(Collection entries)
····················
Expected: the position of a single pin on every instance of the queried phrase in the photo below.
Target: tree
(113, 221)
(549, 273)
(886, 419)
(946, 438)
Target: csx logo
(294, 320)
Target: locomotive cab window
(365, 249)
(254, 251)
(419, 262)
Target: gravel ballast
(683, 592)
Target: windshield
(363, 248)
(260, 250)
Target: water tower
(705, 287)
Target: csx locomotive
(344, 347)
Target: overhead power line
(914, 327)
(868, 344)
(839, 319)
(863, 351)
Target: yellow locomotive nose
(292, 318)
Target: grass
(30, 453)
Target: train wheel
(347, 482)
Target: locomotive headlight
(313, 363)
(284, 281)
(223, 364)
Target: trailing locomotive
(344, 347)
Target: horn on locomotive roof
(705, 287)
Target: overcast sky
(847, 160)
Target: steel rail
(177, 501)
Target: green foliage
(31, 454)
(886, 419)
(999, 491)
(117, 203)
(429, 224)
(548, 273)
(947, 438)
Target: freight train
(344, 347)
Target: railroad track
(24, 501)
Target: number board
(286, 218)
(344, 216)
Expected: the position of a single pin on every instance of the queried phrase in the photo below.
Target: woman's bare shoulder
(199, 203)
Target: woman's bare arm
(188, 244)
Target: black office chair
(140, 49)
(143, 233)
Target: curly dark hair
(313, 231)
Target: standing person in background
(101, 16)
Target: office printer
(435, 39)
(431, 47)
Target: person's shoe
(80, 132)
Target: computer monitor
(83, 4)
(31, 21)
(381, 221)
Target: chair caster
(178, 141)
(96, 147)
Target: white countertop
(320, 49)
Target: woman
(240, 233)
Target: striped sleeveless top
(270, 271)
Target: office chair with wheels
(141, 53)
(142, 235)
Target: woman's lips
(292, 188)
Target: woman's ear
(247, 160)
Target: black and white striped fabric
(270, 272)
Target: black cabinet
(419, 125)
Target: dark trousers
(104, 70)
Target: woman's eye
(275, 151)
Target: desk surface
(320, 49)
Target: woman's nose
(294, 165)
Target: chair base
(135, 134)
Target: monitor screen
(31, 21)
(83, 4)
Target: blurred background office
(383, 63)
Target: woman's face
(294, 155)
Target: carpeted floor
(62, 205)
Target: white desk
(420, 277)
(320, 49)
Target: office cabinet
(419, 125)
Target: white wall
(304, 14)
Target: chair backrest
····················
** Work instructions **
Retype, exactly as shown, the lines from the one with "Target: railroad track" through the end of the records.

** Reply **
Target: railroad track
(24, 501)
Target: number board
(286, 218)
(344, 216)
Expected: the position of a single pin on every instance of the queried phrase in the photo below.
Target: woman's bare shoulder
(199, 203)
Target: woman's bare arm
(188, 244)
Target: black office chair
(140, 49)
(143, 233)
Target: curly dark hair
(313, 231)
Target: standing person in background
(101, 16)
Target: office printer
(435, 39)
(431, 47)
Target: person's shoe
(80, 132)
Target: computer monitor
(83, 4)
(31, 21)
(381, 221)
Target: chair caster
(178, 141)
(96, 147)
Target: white countertop
(320, 49)
Target: woman
(240, 233)
Target: striped sleeveless top
(270, 271)
Target: office chair with wheels
(141, 53)
(142, 235)
Target: woman's lips
(292, 188)
Target: woman's ear
(247, 160)
Target: black and white striped fabric
(270, 272)
Target: black cabinet
(419, 125)
Target: dark trousers
(104, 70)
Target: woman's eye
(275, 151)
Target: desk surface
(320, 49)
Target: woman's nose
(294, 165)
Target: chair base
(135, 134)
Target: monitor screen
(31, 21)
(83, 4)
Target: blurred background office
(383, 63)
Target: woman's face
(294, 155)
Target: carpeted floor
(62, 205)
Target: white desk
(420, 277)
(320, 49)
Target: office cabinet
(419, 125)
Target: white wall
(304, 14)
Target: chair backrest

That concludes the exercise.